Short exercise 1 ->
Answer these questions from the QUDA 0.5.0 release notes below, one line each, marking the answers (a), (b) and (c) to match.
(a) Which configure option enables the QDP-JIT library?
(b) In which two files is the fortran interface found?
(c) Which interface function has been removed?
Short exercise 2 -> In the QUDA 0.5.0 release notes below, turn the item beginning "Vastly improved the stability and accuracy of the multi-shift CG solver" into a short bulleted list that keeps its main facts.
Short exercise 3 -> Extend the QUDA 0.5.0 release notes below with a few more items in the same style, starting after their final line.

Version 0.5.0 - 20 March 2013

- Added full support for CUDA 5.0, including the Tesla K20 and other
  GK110 ("Kepler 2") GPUs.  QUDA has yet to be fully optimized for
  GK110, however.

- Added multi-GPU support for the domain wall action, to be further
  optimized in a future release.

- Added official support for the QDP-JIT library, enabled via the
  "--enable-qdp-jit" configure option.  With the combination of QUDA
  and QDP-JIT, Chroma runs almost entirely on the GPU.

- Added a fortran interface, found in include/quda_fortran.h and
  lib/quda_fortran.F90.

- QUDA is now compatible with the Berlin QCD (BQCD) package,
  supporting both Wilson and Clover solvers, including support for
  multiple GPUs.  This currently requires a specific branch of BQCD
  (https://github.com/lattice/bqcd-r399-quda).

- Added a new interface function, initCommsGridQuda(), for declaring
  the mapping of MPI ranks (or QMP node IDs) to the logical grid used
  for communication.  This finally completes the MPI interface, which
  previously relied on an undocumented function internal to QUDA.

- Added a new interface function, setVerbosityQuda(), to allow for
  finer-grained control of status reporting.  See the description in
  include/quda.h for details.

- Merged wilson_dslash_test and domain_wall_dslash_test together into
  a unified dslash_test, and likewise for invert_test.  The staggered
  tests are still separate for now.

- Moved all internal symbols behind a namespace, "quda", for better
  insulation from external applications and libraries.

- Vastly improved the stability and accuracy of the multi-shift CG
  solver.  The invertMultiShiftQuda() interface function now supports
  mixed precision and implements per-shift refinement after the
  multi-shift solver completes to ensure accuracy of the final result.
  The old invertMultiShiftQudaMixed() interface function has been
  removed.  In addition, the multi-shift solver now supports setting
  the convergence tolerance on a per-pole basis via the tol_offset[]
  member of QudaInvertParam.

- Improved the stability and accuracy of mixed-precision CG.  As a
  result, mixed double/single CG yields a virtually identical iteration
  count to pure double CG, and using half precision is now a win.

Information shown ->
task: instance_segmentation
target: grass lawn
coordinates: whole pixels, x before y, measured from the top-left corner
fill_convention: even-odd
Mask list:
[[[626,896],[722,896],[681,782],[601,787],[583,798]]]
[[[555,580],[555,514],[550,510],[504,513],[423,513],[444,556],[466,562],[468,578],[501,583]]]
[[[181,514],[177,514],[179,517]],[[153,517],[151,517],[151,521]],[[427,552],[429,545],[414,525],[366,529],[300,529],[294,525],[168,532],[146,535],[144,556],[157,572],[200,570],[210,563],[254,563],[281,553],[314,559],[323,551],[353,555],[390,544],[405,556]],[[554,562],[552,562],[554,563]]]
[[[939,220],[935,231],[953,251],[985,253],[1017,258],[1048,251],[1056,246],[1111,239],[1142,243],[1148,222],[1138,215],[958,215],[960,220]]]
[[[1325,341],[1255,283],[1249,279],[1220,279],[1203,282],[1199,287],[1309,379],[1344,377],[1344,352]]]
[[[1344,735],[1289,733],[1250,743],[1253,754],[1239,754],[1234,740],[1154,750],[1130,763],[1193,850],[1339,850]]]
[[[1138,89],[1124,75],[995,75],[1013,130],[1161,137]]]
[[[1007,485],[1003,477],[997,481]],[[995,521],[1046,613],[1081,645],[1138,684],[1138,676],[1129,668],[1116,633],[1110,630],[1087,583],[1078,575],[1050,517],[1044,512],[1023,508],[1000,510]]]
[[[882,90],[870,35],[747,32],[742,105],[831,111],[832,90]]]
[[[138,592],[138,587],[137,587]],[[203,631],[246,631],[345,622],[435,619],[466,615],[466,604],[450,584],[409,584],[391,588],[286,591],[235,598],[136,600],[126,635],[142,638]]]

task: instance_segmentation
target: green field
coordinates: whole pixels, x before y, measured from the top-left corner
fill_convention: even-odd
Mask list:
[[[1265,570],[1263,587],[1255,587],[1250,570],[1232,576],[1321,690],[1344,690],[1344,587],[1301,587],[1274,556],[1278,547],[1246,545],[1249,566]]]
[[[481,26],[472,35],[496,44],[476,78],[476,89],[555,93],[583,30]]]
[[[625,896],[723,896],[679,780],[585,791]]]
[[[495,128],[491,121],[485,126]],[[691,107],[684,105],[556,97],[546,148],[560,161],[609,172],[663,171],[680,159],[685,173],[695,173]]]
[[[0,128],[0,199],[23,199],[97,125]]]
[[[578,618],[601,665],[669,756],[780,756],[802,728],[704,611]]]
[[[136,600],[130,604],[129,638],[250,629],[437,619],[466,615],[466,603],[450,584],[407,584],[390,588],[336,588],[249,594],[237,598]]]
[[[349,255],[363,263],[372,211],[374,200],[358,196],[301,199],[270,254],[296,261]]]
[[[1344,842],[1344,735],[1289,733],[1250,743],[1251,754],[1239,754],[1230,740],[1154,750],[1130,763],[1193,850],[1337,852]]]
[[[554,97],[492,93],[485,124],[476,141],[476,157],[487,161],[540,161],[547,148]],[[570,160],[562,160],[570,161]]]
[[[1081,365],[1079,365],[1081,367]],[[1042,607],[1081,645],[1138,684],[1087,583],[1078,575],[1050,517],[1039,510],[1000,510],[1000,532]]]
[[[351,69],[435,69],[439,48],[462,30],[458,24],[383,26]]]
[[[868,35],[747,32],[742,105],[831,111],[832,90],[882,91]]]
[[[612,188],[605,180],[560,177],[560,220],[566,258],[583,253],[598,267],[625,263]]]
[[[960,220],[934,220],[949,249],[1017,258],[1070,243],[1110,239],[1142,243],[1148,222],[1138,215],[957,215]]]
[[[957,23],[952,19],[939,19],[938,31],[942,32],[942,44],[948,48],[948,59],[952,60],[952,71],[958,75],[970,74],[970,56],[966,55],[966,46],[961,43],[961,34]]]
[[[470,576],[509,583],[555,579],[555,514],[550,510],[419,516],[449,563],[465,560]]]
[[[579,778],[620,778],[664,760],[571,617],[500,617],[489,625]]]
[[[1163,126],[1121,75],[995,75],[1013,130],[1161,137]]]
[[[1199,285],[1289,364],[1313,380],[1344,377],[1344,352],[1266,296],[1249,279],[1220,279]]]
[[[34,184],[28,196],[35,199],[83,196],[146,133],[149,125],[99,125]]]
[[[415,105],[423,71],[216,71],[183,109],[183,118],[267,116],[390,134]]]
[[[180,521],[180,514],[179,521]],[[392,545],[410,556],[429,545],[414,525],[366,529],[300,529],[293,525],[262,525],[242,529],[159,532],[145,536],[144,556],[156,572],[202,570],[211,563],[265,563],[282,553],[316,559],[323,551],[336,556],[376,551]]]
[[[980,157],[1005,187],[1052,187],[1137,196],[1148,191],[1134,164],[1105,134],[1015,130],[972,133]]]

Written reply 1 ->
(a) "--enable-qdp-jit"
(b) include/quda_fortran.h and lib/quda_fortran.F90
(c) invertMultiShiftQudaMixed()

Written reply 2 ->
- The multi-shift CG solver is much more stable and accurate.
- invertMultiShiftQuda() now supports mixed precision.
- It refines each shift after the multi-shift solver completes, to ensure an accurate final result.
- The old invertMultiShiftQudaMixed() function has been removed.
- The convergence tolerance can be set per pole through the tol_offset[] member of QudaInvertParam.

Written reply 3 ->
- Added support for the Fermilab heavy-quark residual as a stopping
  condition in BiCGstab, CG, and GCR.  To minimize the impact on
  performance, the heavy-quark residual is only measured every 10
  iterations (for BiCGstab and CG) or only when the solution is computed
  (for GCR).  This stopping condition has also been incorporated into the
  sequential CG refinement stage of the multi-shift solver.  The
  tolerance for the heavy-quark residual is set via the "tol_hq"
  member of QudaInvertParam (and "tol_hq_offset" for the
  multi-shift solver).  The "residual_type" member selects the
  desired stopping condition(s): L2 relative residual, Fermilab
  heavy-quark residual, or both.  Note that the heavy-quark residual
  is not supported on cards with compute capability 1.1, 1.2, or 1.3
  (i.e., those predating the "Fermi" architecture) due to hardware
  limitations.

- The value of the true residual(s) are now returned in the true_res
  and (for multi-shift) true_res_offset members of the QudaInvertParam
  struct.  When using heavy quark residual stopping condition, the
  true_res_hq and true_res_hq_offset members are additionally filled
  with the heavy-quark residual value(s).

- The BiCGstab solver now supports an initial-guess strategy.  This is
  presently only supported when employing a one-pass solve and does
  not yet work for a two-pass solve (e.g., of the normal equations).

- Enabled by default double-precision textures since the Fermi double
  precision instability has been fixed in the driver accompanying the
  CUDA 5.0 production release.

- Fixed a bug related to the sharing of page-locked (pinned) memory
  between CUDA and Infiniband that affected correct operation of both
  Chroma and MILC on some systems.

- Renamed the "QUDA_NORMEQ_SOLVE" solve_type to "QUDA_NORMOP_SOLVE",
  and likewise for "QUDA_NORMOP_PC_SOLVE".  This better reflects their
  behavior, since a "NORMOP" solve will always involve the normal operator
  (A^dag A) but might not correspond to solving the normal equations
  of the original system.

- Fixed a long-standing issue so that solve_type and solution_type are
  now interpreted as described in the NEWS entry for QUDA 0.3.0 below.
  More specifically,

    solution_type specifies *what* linear system is to be solved.
    solve_type specifies *how* the linear system is to be solved.

    We have the following four cases (plus preconditioned variants):

    solution_type    solve_type    Effect
    -------------    ----------    ------
    MAT              DIRECT        Solve Ax=b
    MATDAG_MAT       DIRECT        Solve A^dag y = b, followed by Ax=y
    MAT              NORMOP        Solve (A^dag A) x = (A^dag b)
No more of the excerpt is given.